_What the task asks_
Before you finish, make sure every line below has been written out exactly.

_Dataset excerpts_
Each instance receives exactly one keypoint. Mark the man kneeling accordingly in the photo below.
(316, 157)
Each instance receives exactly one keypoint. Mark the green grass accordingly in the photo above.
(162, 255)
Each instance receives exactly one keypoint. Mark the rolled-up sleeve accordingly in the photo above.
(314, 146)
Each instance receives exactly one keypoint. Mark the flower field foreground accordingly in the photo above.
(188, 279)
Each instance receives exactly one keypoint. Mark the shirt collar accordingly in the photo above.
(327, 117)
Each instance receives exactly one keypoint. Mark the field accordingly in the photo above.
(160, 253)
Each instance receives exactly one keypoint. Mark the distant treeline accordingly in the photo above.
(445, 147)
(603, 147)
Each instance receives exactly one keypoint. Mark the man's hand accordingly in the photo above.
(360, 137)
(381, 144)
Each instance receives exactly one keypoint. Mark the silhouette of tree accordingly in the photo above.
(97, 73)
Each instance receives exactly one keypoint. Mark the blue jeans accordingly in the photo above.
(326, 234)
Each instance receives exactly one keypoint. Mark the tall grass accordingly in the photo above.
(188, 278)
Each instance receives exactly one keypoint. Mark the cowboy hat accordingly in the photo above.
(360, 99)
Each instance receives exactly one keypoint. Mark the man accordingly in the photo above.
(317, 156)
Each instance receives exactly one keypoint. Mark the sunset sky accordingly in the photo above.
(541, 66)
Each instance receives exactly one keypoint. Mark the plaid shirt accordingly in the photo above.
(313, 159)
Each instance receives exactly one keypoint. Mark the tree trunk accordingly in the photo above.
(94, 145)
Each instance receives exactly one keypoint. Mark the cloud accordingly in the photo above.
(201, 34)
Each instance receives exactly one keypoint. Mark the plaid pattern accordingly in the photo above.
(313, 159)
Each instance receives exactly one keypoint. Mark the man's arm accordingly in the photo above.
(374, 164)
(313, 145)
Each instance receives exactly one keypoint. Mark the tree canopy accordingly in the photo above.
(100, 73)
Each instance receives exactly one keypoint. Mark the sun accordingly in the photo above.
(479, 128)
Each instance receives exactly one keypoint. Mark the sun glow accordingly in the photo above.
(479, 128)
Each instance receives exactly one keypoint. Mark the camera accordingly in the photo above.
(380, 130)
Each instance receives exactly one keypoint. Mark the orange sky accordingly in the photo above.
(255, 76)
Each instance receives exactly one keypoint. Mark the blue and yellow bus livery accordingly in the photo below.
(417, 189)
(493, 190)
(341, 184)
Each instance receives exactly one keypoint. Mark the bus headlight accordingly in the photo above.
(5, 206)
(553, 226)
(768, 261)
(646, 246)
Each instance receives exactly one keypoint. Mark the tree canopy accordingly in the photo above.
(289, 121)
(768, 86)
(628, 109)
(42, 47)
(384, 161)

_Expected answer_
Each instance receives exactly one keypoint. Mark the man kneeling accordingly in the photo below.
(316, 157)
Each instance receives exactly one keypoint. Mark the green grass accordingly in the photo above.
(162, 255)
Each instance receives exactly one keypoint. Mark the rolled-up sleeve accordingly in the photo above.
(314, 146)
Each instance receives exactly one keypoint. Mark the flower field foreground accordingly in the photo above.
(188, 279)
Each instance receives exactly one keypoint. Mark the shirt collar accordingly in the photo above.
(327, 117)
Each instance receives exactly one keypoint. Mark the field accordingly in the photo above.
(160, 253)
Each instance receives exactly one keypoint. Mark the distant treeline accordingly in the photo above.
(445, 147)
(603, 147)
Each instance receives exactly one keypoint. Mark the man's hand accordingly in the photo above.
(360, 137)
(381, 144)
Each instance receives exactly one keypoint. Mark the silhouette of tree accordingly in the photo above.
(97, 73)
Each instance receives exactly one keypoint. Mark the blue jeans accordingly in the photo above.
(326, 234)
Each instance receives exactly one keypoint. Mark the tall grass accordingly in the photo above.
(188, 278)
Each instance receives exactly one keypoint. Mark the cowboy hat accordingly in the photo above.
(360, 99)
Each instance receives exactly one keypoint. Mark the man accordingly in the photo above.
(317, 156)
Each instance receives exactly one keypoint. Mark the sunset sky accordingly in the photo above.
(541, 66)
Each instance receives exactly one keypoint. Mark the plaid shirt accordingly in the photo above.
(313, 159)
Each instance receives exactly one keypoint. Mark the tree trunk accordingly in the photo above.
(94, 145)
Each instance receives exactly one keypoint. Mark the cloud accordingly in the photo above.
(201, 34)
Each instance receives exactly one keypoint. Mark the plaid pattern accordingly in the photo above.
(313, 159)
Each instance receives exactly one keypoint. Mark the man's arm accordingly in the photo above.
(374, 164)
(313, 145)
Each instance receives exactly one keypoint. Mark the tree canopy accordingly in the photo above.
(100, 73)
Each instance receives exactly one keypoint. Mark the sun accordingly in the photo above.
(479, 128)
Each instance receives exactly one keypoint. Mark the sun glow accordingly in the photo above.
(479, 128)
Each instance receives exactly one keypoint. Mark the camera accordingly in the photo above.
(380, 130)
Each instance receives exactly one keypoint. Mark the orange sky accordingly in the photo above.
(255, 76)
Each instance receives exactly one keypoint. Mark the blue and yellow bus livery accordingly in the photo below.
(417, 189)
(493, 190)
(341, 184)
Each instance receives exactly one keypoint. Mark the bus headlight accordingly in the photo above.
(5, 206)
(553, 226)
(768, 261)
(646, 246)
Each instance receives exactly one keypoint. Mark the tree canopy accordingly in the photo above.
(289, 121)
(768, 86)
(628, 109)
(42, 47)
(384, 161)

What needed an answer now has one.